**TASK INSTRUCTIONS**
[1] Answer these questions using the gene set comparison:
(a) Which gene set has the lowest number of protein-coding loci?
(b) How many single exon loci does AceView predict?
(c) What example is given for AceView creating novel loci from lncRNAs and pseudogenes?
[2] List the five publicly available gene sets that the gene set comparison examines.

[EXTRACT TO READ — start]

Chunk #28 — Comparing different publicly available data sets against the GENCODE 7 reference set

Source: GENCODE: the reference human genome annotation for The ENCODE Project.
Embedded: yes

Text

We compared the composition of annotation across the five major gene sets publicly available in UCSC, GENCODE, CCDS, RefSeq, and AceView. Both the number of protein-coding loci and transcripts at those loci were investigated. The CCDS set has the lowest number of protein-coding loci and alternatively spliced transcripts since it is a high-quality conservative gene set derived from RefSeq and Ensembl/HAVANA gene merge (Pruitt et al. 2009). In CCDS, every splice site of every transcript must agree in both the RefSeq and Ensembl/Havana gene set and all transcripts must be full-length. While the number of protein-coding loci in RefSeq, GENCODE, and UCSC is comparable, AceView has ∼20,000 more coding loci. One likely source of inflation is the predisposition for AceView to add a CDS to transcript model and hence create novel loci from lncRNAs and pseudogenes (e.g., PTENP1). AceView predicts 31,057 single exon loci compared with 1724 in GENCODE, 3234 in RefSeq, and 4731 in UCSC genes. Excluding single exon loci predicted by AceView from this analysis, the number of AceView gene loci is much closer to the number in other gene sets (Fig. 7A).

[EXTRACT TO READ — finish]
[DATA — start]

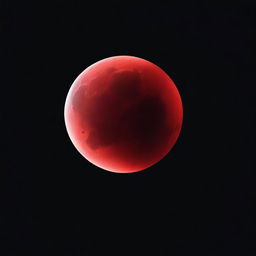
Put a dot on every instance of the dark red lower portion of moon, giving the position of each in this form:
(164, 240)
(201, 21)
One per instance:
(123, 114)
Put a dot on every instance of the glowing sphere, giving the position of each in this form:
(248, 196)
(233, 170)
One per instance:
(123, 114)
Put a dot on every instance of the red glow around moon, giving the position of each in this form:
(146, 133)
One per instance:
(123, 114)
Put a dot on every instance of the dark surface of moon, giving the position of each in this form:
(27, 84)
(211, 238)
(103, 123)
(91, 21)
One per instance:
(123, 114)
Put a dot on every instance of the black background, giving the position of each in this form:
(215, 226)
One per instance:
(199, 198)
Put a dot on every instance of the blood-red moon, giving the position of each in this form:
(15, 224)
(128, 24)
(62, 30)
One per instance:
(123, 114)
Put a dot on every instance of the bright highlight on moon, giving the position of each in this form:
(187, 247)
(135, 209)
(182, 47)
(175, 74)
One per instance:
(123, 114)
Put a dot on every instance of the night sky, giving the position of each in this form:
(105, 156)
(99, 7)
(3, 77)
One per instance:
(200, 198)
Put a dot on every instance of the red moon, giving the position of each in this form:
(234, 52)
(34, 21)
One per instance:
(123, 114)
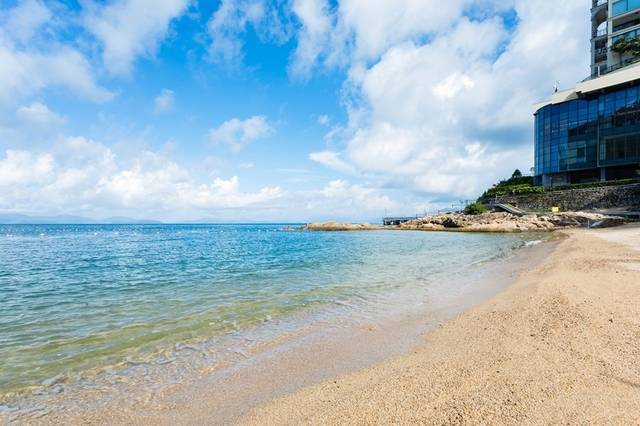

[DATA — finish]

**RESPONSES**
[1]
(a) CCDS
(b) 31,057
(c) PTENP1

[2] UCSC, GENCODE, CCDS, RefSeq, AceView